— begin Passage to read —
Meeting My New City

As I did in New York, I’ve made finding farmers’ markets a way to learn the transit systems and lay of the city.  On Wednesday, this gave me the chance to spend some time outside in the gorgeous (springtime!?!) sunshine, learning some of the streets of SF and (eventually) finding a fantastic farmers’ market (the Heart of the City Market, open Wed & Sun 7-5).  The produce there blew my New York accustomed seasonal mindset.  Green beans?  Sugar snap peas?  Strawberries!?!  (The tree blooming on my corner could have hinted that it’s spring.)

I set out in search of the market by hopping on the Muni train just a block from my front door and hopping off 20 minutes later.  Then, I walked around for a good half hour, maybe more, trying to find the market.  My extended quest occurred because the HOC market website shows a google map with a search for “UN Plaza, Civic Center” which provides a location about 6 blocks away from both the UN Plaza and the market.  Through the magic of the web, I was able to find the actual location (and to be fair the market’s website does say that it is by the BART and Muni Civic Center stops, which it is)!
— end Passage to read —
— begin Dataset records —
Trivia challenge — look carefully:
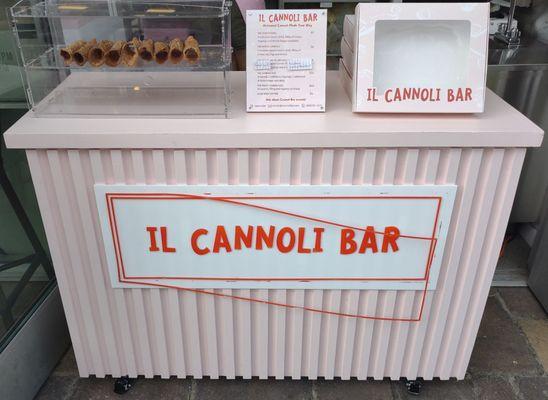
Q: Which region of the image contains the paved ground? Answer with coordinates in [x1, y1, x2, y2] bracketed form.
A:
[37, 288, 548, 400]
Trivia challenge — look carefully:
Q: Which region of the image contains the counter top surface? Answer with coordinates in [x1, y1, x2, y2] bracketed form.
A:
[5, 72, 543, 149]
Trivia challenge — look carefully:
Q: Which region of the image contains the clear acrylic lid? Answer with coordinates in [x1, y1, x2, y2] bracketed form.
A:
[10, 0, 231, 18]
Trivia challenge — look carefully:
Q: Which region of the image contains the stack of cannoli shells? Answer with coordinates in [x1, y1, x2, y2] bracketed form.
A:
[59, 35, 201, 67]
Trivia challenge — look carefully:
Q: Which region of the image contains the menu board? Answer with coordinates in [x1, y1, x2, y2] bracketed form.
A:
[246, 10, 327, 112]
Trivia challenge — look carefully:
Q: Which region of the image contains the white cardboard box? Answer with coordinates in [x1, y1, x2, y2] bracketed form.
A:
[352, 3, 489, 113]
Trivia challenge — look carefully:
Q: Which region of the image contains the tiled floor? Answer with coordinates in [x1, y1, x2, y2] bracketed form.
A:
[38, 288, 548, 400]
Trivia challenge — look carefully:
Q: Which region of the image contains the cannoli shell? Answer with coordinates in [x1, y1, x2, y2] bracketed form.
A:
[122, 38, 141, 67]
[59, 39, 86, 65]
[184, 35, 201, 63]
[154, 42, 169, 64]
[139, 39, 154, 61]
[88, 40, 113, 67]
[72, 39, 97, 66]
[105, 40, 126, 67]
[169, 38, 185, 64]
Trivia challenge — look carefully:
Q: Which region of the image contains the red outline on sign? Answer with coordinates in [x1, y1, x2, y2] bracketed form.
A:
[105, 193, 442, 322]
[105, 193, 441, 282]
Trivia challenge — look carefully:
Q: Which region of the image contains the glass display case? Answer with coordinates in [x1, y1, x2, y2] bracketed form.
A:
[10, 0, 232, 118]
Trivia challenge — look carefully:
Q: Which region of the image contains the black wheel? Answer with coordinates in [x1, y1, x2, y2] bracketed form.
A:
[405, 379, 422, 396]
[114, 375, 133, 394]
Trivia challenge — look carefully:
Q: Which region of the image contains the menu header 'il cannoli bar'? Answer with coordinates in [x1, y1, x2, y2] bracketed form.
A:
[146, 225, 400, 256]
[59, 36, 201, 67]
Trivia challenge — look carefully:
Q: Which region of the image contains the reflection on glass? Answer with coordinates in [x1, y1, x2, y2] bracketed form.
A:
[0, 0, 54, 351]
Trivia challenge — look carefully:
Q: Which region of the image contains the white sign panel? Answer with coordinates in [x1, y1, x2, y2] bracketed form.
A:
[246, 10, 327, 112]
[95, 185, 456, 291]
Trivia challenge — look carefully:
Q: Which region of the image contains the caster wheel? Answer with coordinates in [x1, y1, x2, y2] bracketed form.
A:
— end Dataset records —
_Exercise instructions_
• a. According to the passage about finding a farmers' market, on which days and during what hours is the Heart of the City Market open?
• b. Reproduce, without any change, the portion of the passage about finding a farmers' market between "As I did in" and "that it’s spring.)", inclusive.

_Answers to each task_
• a. Wednesdays and Sundays, from 7 to 5.

• b.
As I did in New York, I’ve made finding farmers’ markets a way to learn the transit systems and lay of the city.  On Wednesday, this gave me the chance to spend some time outside in the gorgeous (springtime!?!) sunshine, learning some of the streets of SF and (eventually) finding a fantastic farmers’ market (the Heart of the City Market, open Wed & Sun 7-5).  The produce there blew my New York accustomed seasonal mindset.  Green beans?  Sugar snap peas?  Strawberries!?!  (The tree blooming on my corner could have hinted that it’s spring.)